* [Exercise instructions]:
Copy word for word the lines of the records, starting at the line that contains "Indicate every instance of the toilet tank lid" and ending at the last line of the records.
+++ Information supplied
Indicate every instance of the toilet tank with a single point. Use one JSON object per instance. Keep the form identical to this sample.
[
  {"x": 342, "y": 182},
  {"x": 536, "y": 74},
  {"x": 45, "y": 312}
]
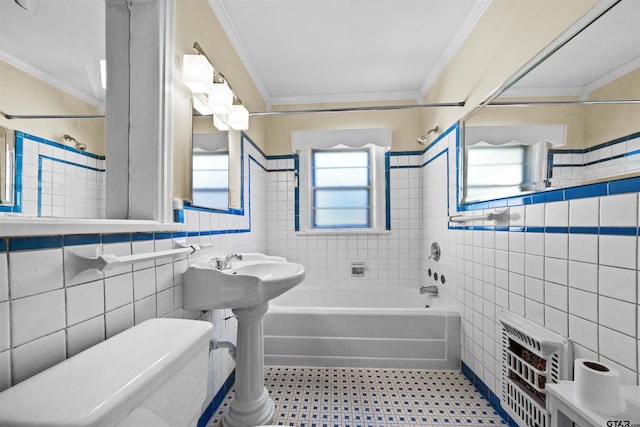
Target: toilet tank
[{"x": 154, "y": 374}]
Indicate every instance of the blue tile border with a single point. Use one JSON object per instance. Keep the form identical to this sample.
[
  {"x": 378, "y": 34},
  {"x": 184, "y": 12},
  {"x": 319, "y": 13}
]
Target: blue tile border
[
  {"x": 486, "y": 392},
  {"x": 217, "y": 400}
]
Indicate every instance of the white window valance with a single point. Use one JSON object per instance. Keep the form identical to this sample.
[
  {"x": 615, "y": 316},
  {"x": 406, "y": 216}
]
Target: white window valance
[
  {"x": 556, "y": 135},
  {"x": 380, "y": 137}
]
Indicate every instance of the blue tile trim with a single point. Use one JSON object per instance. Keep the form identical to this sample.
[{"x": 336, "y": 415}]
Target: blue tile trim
[
  {"x": 484, "y": 390},
  {"x": 116, "y": 238},
  {"x": 138, "y": 237},
  {"x": 29, "y": 243},
  {"x": 60, "y": 146},
  {"x": 217, "y": 400},
  {"x": 619, "y": 231},
  {"x": 162, "y": 236},
  {"x": 17, "y": 191},
  {"x": 387, "y": 191},
  {"x": 81, "y": 239}
]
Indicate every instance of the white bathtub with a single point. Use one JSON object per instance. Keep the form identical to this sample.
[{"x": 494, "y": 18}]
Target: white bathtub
[{"x": 361, "y": 327}]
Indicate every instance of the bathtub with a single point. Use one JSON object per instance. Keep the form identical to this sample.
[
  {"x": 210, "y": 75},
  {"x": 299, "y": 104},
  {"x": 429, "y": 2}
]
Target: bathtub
[{"x": 361, "y": 327}]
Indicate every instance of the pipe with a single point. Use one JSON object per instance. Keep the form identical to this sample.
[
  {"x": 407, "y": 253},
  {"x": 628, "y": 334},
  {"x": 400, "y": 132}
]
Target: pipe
[{"x": 217, "y": 344}]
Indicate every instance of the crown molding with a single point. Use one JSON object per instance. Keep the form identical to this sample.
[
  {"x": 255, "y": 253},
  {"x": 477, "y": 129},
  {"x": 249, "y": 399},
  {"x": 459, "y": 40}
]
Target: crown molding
[
  {"x": 462, "y": 34},
  {"x": 42, "y": 75},
  {"x": 223, "y": 15},
  {"x": 343, "y": 97}
]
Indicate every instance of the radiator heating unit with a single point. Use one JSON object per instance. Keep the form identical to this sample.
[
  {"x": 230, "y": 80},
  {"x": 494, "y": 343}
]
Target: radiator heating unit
[{"x": 532, "y": 356}]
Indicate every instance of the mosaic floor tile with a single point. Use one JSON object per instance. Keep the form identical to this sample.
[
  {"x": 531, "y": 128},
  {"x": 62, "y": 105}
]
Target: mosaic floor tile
[{"x": 363, "y": 397}]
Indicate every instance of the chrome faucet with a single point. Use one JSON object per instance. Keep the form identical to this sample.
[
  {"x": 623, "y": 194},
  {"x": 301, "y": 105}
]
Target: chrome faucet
[
  {"x": 225, "y": 264},
  {"x": 431, "y": 290}
]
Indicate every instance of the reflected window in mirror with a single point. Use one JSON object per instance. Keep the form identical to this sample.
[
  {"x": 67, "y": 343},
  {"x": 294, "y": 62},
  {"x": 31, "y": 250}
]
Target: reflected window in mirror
[{"x": 210, "y": 171}]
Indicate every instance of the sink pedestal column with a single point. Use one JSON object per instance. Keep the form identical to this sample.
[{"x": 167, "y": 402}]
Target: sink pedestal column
[{"x": 252, "y": 405}]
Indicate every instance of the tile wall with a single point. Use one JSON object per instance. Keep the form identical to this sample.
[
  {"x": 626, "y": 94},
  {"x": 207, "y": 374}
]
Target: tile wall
[
  {"x": 57, "y": 180},
  {"x": 570, "y": 265},
  {"x": 51, "y": 309}
]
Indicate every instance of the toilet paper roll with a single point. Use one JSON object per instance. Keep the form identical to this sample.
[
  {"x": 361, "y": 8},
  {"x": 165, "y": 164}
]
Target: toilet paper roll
[{"x": 597, "y": 387}]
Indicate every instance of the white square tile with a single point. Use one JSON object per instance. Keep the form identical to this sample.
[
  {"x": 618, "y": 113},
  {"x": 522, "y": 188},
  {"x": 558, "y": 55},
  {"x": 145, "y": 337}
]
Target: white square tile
[
  {"x": 38, "y": 355},
  {"x": 84, "y": 302},
  {"x": 34, "y": 272},
  {"x": 556, "y": 270},
  {"x": 583, "y": 247},
  {"x": 617, "y": 283},
  {"x": 557, "y": 214},
  {"x": 583, "y": 304},
  {"x": 583, "y": 332},
  {"x": 4, "y": 326},
  {"x": 36, "y": 316},
  {"x": 556, "y": 296},
  {"x": 534, "y": 243},
  {"x": 619, "y": 210},
  {"x": 85, "y": 335},
  {"x": 556, "y": 245},
  {"x": 534, "y": 215},
  {"x": 534, "y": 266},
  {"x": 118, "y": 320},
  {"x": 164, "y": 277},
  {"x": 144, "y": 283},
  {"x": 118, "y": 291},
  {"x": 4, "y": 278},
  {"x": 5, "y": 370},
  {"x": 618, "y": 315},
  {"x": 584, "y": 212},
  {"x": 556, "y": 320},
  {"x": 618, "y": 251},
  {"x": 611, "y": 344},
  {"x": 118, "y": 249},
  {"x": 164, "y": 302},
  {"x": 534, "y": 289},
  {"x": 583, "y": 276},
  {"x": 534, "y": 311},
  {"x": 145, "y": 309}
]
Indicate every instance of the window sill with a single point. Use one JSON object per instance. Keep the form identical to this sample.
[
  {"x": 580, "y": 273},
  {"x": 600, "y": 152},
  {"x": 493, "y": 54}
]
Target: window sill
[
  {"x": 341, "y": 231},
  {"x": 21, "y": 226}
]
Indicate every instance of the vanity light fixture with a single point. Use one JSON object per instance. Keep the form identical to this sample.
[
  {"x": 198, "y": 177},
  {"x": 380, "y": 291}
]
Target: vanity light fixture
[
  {"x": 424, "y": 139},
  {"x": 239, "y": 117},
  {"x": 212, "y": 94},
  {"x": 197, "y": 73}
]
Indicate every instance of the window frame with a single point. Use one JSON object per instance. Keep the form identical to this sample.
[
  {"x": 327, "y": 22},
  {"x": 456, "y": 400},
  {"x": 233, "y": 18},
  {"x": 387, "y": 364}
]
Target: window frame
[{"x": 377, "y": 192}]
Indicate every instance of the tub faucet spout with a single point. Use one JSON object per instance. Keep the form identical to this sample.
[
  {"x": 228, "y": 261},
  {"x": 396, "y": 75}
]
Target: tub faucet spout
[
  {"x": 431, "y": 290},
  {"x": 225, "y": 264}
]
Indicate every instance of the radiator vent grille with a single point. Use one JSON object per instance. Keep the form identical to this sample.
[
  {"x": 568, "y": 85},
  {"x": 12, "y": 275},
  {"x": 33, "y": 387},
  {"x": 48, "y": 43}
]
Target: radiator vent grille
[{"x": 532, "y": 356}]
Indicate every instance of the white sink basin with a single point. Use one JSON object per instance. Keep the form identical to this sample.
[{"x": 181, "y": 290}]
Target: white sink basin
[{"x": 255, "y": 279}]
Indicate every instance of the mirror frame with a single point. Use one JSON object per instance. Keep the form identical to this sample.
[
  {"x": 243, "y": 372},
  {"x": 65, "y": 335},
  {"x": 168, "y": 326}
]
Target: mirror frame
[{"x": 606, "y": 187}]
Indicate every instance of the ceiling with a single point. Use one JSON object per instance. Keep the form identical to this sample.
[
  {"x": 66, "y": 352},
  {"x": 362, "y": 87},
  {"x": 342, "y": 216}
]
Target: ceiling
[
  {"x": 58, "y": 41},
  {"x": 310, "y": 51}
]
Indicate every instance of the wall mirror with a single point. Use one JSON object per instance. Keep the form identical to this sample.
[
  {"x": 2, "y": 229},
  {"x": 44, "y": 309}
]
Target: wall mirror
[
  {"x": 50, "y": 71},
  {"x": 570, "y": 117},
  {"x": 210, "y": 170}
]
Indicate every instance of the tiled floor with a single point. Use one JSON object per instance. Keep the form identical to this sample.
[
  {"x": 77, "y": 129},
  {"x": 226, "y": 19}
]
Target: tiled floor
[{"x": 351, "y": 397}]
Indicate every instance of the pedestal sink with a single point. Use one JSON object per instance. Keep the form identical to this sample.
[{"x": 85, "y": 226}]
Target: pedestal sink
[{"x": 246, "y": 287}]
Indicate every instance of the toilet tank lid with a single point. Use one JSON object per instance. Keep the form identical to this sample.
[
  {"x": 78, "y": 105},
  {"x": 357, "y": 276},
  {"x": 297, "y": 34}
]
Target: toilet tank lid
[{"x": 103, "y": 383}]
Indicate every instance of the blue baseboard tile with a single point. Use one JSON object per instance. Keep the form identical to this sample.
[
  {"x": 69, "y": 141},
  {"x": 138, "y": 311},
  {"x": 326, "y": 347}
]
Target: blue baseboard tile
[
  {"x": 217, "y": 400},
  {"x": 484, "y": 390}
]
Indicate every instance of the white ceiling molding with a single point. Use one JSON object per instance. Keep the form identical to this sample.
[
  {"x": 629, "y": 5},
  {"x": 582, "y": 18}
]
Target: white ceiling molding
++++++
* [Written reply]:
Indicate every instance of the toilet tank lid with a single point. Use one JSON object per instance. Keep the form identical to this sample.
[
  {"x": 78, "y": 105},
  {"x": 357, "y": 276},
  {"x": 297, "y": 34}
]
Target: toilet tank lid
[{"x": 103, "y": 383}]
Indicate every instance of the blue baseboard tile with a single point. Use one JSON object per instance. Keep the form identical to this sample.
[
  {"x": 69, "y": 141},
  {"x": 138, "y": 311},
  {"x": 326, "y": 347}
]
Target: blue baseboard tile
[
  {"x": 217, "y": 400},
  {"x": 484, "y": 390}
]
Indicate every instance of the white ceiling molding with a single point. Use one JSON object per instance. Keep the form identical to this sample.
[
  {"x": 629, "y": 5},
  {"x": 582, "y": 18}
]
Target: white ceiling molding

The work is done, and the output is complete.